* **EXERCISE PROMPT**: Reproduce the rows unchanged, starting at the beginning of the extracted records and ending with the line that contains "<point>246,551</point>". Include that final line.

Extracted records
>> START
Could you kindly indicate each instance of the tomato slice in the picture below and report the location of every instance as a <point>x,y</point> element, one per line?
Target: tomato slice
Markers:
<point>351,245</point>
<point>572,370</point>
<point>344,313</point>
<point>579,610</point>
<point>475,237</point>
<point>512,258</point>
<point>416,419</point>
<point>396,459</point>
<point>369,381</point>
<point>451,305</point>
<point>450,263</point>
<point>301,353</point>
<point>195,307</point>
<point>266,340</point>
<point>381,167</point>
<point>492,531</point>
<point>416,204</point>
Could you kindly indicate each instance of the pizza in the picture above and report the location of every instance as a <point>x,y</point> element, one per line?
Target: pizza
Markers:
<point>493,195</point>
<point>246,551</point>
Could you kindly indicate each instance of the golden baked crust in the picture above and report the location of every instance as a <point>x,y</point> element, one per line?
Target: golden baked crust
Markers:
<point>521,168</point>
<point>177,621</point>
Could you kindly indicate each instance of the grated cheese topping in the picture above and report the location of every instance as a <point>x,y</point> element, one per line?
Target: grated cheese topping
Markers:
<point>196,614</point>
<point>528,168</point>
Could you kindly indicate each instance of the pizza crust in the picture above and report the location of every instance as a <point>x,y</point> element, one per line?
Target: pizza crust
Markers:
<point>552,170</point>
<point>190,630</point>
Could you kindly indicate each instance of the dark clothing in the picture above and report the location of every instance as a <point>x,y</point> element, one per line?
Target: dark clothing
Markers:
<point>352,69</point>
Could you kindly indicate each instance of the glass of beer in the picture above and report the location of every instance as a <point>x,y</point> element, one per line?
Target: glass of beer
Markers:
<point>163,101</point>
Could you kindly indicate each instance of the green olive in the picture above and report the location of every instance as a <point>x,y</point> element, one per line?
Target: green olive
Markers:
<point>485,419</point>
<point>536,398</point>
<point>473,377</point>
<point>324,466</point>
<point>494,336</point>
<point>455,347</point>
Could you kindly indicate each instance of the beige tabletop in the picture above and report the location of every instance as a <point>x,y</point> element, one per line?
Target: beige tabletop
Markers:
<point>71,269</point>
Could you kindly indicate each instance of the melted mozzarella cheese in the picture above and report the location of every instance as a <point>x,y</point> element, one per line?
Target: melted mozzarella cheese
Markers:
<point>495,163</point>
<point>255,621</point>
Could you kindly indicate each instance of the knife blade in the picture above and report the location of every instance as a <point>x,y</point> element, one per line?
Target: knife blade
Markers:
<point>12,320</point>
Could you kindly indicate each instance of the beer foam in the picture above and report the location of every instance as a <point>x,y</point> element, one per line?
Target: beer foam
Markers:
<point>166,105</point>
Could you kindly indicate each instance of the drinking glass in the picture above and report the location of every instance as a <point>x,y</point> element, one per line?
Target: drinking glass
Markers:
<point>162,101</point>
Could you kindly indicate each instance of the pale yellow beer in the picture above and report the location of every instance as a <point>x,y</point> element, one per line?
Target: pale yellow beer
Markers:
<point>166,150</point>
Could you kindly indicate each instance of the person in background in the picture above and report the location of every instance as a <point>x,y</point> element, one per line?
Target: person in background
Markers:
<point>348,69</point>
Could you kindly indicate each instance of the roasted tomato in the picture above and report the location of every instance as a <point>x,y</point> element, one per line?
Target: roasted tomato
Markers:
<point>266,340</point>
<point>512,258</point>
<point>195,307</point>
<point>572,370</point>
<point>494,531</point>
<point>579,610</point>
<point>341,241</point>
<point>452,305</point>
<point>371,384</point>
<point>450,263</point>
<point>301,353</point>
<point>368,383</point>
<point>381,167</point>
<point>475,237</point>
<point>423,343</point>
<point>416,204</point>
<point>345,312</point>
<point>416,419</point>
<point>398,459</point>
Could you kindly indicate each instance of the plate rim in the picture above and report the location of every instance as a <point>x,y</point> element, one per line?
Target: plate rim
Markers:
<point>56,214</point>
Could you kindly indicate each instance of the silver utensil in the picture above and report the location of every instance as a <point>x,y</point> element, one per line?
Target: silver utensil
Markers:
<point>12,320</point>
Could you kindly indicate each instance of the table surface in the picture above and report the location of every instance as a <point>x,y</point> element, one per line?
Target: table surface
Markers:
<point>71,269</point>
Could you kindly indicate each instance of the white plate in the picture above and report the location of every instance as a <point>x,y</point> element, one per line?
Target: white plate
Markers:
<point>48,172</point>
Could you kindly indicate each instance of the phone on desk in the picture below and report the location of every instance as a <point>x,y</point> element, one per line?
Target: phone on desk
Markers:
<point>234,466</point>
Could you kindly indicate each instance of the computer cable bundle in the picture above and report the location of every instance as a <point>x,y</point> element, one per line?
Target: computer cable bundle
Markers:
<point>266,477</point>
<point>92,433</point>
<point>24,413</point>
>> END
* **RESULT BELOW**:
Could you kindly indicate each instance of the tomato slice in the picture below and report the location of every instance as a <point>x,y</point> element, one per line?
Target: tomato slice
Markers:
<point>351,245</point>
<point>572,370</point>
<point>344,313</point>
<point>579,610</point>
<point>475,237</point>
<point>512,258</point>
<point>416,419</point>
<point>396,459</point>
<point>369,381</point>
<point>451,305</point>
<point>450,263</point>
<point>301,353</point>
<point>195,307</point>
<point>266,340</point>
<point>381,167</point>
<point>492,531</point>
<point>416,204</point>
Could you kindly indicate each instance of the pizza in the picture above and report the location of every instance as a <point>x,y</point> element, one per line?
Target: pizza
Markers:
<point>493,195</point>
<point>246,551</point>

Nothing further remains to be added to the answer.